**Required work**
Each line of the listing that includes the string "below" needs to be located and copied.

**Input data**
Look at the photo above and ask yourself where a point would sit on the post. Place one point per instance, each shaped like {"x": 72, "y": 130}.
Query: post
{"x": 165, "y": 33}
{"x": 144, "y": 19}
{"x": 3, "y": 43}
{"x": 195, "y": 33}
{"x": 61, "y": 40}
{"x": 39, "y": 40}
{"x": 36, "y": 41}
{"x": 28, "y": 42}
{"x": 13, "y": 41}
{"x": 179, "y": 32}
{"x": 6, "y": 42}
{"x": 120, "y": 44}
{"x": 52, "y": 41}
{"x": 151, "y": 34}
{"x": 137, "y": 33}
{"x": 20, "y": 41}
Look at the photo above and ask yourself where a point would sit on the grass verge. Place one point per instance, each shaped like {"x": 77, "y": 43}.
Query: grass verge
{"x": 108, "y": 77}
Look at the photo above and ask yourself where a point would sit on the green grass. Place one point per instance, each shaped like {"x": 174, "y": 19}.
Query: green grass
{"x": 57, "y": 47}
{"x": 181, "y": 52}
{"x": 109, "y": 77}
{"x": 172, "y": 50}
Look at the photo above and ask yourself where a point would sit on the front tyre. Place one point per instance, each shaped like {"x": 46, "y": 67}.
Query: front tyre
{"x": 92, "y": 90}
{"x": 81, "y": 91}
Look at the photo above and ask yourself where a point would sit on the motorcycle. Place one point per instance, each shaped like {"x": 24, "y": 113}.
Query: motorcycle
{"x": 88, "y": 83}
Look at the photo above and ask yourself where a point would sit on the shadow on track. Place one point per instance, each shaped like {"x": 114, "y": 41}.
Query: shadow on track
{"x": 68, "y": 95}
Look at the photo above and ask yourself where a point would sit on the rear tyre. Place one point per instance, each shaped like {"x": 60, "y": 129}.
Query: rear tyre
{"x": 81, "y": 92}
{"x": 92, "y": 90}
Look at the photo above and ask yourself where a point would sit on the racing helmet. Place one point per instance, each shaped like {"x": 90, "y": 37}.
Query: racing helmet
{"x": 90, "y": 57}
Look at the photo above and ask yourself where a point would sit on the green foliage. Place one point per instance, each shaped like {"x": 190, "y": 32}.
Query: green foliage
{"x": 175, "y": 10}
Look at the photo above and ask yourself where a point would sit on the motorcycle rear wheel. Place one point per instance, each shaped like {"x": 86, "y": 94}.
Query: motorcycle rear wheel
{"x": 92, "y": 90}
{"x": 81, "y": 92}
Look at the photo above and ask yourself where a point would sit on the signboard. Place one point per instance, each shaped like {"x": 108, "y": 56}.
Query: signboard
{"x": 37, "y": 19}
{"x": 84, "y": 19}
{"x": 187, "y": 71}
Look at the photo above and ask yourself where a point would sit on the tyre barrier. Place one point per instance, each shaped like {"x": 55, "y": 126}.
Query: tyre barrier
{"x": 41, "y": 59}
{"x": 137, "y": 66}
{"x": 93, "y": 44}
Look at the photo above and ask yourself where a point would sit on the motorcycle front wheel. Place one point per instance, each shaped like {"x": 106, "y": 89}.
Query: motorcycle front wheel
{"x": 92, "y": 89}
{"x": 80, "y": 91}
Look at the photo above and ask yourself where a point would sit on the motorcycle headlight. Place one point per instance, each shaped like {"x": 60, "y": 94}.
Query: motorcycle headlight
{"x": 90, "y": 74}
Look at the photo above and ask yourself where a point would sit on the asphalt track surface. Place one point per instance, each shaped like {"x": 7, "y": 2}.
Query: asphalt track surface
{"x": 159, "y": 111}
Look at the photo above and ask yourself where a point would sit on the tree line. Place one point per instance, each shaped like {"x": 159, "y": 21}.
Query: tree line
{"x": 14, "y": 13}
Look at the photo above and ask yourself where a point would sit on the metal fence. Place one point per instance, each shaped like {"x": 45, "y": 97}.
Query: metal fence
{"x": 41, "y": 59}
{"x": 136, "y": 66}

* * *

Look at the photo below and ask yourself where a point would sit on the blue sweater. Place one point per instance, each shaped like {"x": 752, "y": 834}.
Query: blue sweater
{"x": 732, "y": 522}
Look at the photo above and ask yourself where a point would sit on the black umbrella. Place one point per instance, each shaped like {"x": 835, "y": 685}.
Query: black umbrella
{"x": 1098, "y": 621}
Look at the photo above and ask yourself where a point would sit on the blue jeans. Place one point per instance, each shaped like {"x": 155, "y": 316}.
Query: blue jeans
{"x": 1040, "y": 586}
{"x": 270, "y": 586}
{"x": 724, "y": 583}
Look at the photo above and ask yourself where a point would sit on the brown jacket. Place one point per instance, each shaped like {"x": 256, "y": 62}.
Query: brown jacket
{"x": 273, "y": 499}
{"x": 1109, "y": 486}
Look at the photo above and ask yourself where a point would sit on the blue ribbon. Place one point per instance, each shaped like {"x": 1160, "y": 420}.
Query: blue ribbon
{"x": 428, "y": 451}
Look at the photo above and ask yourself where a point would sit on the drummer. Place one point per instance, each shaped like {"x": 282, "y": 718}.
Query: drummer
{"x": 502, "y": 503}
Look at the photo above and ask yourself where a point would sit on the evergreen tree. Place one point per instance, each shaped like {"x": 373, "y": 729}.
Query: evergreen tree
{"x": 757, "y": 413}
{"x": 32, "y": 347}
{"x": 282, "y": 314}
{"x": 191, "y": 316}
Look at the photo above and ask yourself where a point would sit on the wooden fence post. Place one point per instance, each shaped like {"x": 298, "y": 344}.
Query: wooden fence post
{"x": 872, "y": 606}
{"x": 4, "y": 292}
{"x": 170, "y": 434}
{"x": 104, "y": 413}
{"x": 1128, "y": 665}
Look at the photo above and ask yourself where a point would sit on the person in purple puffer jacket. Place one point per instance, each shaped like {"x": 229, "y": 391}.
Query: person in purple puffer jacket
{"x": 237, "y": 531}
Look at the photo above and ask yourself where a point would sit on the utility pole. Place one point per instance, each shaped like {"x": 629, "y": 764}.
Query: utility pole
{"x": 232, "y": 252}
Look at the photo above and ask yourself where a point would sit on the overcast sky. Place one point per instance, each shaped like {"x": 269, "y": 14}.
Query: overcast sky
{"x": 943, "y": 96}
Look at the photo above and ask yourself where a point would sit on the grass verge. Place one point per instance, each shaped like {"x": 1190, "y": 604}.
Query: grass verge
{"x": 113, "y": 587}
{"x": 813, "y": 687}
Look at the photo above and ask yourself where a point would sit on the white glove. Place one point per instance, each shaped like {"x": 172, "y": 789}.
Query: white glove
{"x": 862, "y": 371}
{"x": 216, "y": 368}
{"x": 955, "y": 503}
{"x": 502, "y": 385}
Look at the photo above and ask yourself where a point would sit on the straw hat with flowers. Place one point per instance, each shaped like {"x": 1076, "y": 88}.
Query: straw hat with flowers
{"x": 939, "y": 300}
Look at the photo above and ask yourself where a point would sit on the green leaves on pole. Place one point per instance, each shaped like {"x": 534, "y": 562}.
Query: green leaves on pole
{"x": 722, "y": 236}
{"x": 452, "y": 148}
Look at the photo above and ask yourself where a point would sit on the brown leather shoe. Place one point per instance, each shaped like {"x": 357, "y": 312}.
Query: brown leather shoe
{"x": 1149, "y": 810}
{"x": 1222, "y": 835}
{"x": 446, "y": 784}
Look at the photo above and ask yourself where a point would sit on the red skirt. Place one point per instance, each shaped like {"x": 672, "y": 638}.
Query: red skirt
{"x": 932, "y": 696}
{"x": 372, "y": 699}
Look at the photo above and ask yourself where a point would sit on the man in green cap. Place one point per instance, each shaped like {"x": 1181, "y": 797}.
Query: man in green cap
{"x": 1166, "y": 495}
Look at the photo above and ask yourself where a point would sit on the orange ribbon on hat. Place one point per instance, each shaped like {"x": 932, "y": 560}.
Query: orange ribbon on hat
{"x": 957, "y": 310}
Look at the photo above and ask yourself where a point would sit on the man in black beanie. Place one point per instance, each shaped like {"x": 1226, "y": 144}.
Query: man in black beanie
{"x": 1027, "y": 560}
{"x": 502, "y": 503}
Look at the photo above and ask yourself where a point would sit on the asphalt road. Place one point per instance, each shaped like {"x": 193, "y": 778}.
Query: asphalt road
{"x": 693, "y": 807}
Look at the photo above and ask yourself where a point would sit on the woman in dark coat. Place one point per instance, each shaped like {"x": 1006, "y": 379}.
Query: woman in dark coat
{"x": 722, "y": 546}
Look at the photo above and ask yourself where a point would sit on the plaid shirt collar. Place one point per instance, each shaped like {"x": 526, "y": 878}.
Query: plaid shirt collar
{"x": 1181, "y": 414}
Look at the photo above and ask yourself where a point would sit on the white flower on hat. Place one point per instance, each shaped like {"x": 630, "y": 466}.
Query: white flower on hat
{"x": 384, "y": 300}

--

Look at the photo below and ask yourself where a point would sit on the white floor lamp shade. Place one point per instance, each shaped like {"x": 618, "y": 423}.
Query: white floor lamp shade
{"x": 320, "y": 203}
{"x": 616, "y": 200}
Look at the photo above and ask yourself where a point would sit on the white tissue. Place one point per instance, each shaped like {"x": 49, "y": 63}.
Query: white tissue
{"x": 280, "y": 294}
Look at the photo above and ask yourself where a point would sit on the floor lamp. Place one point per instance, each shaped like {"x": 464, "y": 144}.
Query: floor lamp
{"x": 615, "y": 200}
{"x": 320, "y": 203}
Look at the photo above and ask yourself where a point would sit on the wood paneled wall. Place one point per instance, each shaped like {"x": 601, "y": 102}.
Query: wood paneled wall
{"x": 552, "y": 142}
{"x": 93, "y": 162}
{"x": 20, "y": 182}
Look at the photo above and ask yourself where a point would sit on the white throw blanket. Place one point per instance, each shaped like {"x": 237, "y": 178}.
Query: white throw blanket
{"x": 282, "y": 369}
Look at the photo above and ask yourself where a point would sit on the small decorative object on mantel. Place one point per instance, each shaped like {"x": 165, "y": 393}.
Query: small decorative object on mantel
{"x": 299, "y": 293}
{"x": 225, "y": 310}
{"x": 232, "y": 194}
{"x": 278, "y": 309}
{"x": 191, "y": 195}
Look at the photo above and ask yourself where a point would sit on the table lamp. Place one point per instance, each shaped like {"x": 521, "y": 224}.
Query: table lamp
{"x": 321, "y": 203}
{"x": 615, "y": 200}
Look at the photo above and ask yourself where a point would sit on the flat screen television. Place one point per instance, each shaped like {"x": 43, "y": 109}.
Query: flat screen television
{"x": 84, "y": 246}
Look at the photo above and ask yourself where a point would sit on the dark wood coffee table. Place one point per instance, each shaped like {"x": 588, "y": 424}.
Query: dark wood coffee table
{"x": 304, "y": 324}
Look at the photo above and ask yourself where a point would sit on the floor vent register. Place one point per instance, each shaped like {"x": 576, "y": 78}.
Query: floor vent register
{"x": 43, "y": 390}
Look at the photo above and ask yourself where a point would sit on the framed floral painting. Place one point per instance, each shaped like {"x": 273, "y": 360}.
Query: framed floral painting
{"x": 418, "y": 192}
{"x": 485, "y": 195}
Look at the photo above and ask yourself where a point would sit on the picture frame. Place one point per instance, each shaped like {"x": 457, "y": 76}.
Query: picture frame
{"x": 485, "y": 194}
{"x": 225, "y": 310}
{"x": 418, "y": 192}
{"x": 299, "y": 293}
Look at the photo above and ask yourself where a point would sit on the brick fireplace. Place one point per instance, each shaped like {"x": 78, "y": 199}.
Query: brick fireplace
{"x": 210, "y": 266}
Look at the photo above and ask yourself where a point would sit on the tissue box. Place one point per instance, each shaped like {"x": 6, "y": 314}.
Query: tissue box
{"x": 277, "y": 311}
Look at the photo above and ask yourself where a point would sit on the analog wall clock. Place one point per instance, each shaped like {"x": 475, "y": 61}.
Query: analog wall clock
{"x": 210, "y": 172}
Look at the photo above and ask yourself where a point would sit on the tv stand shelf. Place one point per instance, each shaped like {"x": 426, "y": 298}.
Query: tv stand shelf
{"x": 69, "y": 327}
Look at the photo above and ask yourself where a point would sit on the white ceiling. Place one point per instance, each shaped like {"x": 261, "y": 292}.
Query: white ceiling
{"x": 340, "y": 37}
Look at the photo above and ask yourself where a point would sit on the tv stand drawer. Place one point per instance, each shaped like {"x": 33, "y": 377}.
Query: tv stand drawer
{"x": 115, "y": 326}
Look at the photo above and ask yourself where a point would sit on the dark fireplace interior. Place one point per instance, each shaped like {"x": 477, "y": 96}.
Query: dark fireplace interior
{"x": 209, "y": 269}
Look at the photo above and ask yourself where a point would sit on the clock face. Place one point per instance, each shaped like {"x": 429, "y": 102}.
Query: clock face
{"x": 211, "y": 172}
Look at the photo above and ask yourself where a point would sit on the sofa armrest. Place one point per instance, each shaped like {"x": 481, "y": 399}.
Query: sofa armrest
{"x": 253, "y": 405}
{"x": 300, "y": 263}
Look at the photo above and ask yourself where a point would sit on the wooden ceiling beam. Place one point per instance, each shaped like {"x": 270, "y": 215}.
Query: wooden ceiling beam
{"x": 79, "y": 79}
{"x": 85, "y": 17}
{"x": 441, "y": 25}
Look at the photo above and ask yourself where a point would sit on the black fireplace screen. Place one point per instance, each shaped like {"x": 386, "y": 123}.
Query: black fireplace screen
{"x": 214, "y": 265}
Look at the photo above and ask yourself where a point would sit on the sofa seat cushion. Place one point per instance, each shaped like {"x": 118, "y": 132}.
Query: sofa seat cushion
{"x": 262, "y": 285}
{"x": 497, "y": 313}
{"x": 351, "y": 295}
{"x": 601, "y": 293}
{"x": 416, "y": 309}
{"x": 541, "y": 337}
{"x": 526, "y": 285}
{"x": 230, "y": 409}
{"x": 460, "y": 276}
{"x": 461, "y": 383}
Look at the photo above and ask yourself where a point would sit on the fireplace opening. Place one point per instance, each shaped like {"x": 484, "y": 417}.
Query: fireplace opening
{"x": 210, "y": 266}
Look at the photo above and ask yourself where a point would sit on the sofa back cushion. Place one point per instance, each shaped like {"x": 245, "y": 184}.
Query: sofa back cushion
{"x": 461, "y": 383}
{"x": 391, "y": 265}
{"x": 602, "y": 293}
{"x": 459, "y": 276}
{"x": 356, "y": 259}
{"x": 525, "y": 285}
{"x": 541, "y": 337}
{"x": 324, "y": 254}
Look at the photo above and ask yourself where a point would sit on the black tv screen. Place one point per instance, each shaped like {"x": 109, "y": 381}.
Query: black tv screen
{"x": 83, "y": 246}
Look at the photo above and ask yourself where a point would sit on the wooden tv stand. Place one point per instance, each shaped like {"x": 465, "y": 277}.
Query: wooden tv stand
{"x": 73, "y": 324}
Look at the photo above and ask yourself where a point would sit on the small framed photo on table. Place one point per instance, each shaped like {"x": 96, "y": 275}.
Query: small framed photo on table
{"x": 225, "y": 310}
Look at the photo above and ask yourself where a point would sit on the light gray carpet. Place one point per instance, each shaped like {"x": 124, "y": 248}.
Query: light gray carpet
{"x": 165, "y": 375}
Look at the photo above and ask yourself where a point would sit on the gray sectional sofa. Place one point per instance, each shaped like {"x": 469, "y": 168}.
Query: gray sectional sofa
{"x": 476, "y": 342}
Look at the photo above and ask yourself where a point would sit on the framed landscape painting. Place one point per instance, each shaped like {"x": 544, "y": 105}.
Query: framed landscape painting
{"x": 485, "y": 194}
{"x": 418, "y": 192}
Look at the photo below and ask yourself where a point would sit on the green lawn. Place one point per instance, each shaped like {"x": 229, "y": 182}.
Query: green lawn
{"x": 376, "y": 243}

**Written response**
Look at the photo below and ask yourself where a point would sit on the blue sweater. Place one point per instance, each shaped like {"x": 752, "y": 834}.
Look at the photo below and ask yourself where a point would sit on the white floor lamp shade. Place one point per instance, each shaped like {"x": 618, "y": 423}.
Look at the photo below and ask yourself where a point would sit on the green lawn. Place one point per instance, each shaped like {"x": 229, "y": 182}.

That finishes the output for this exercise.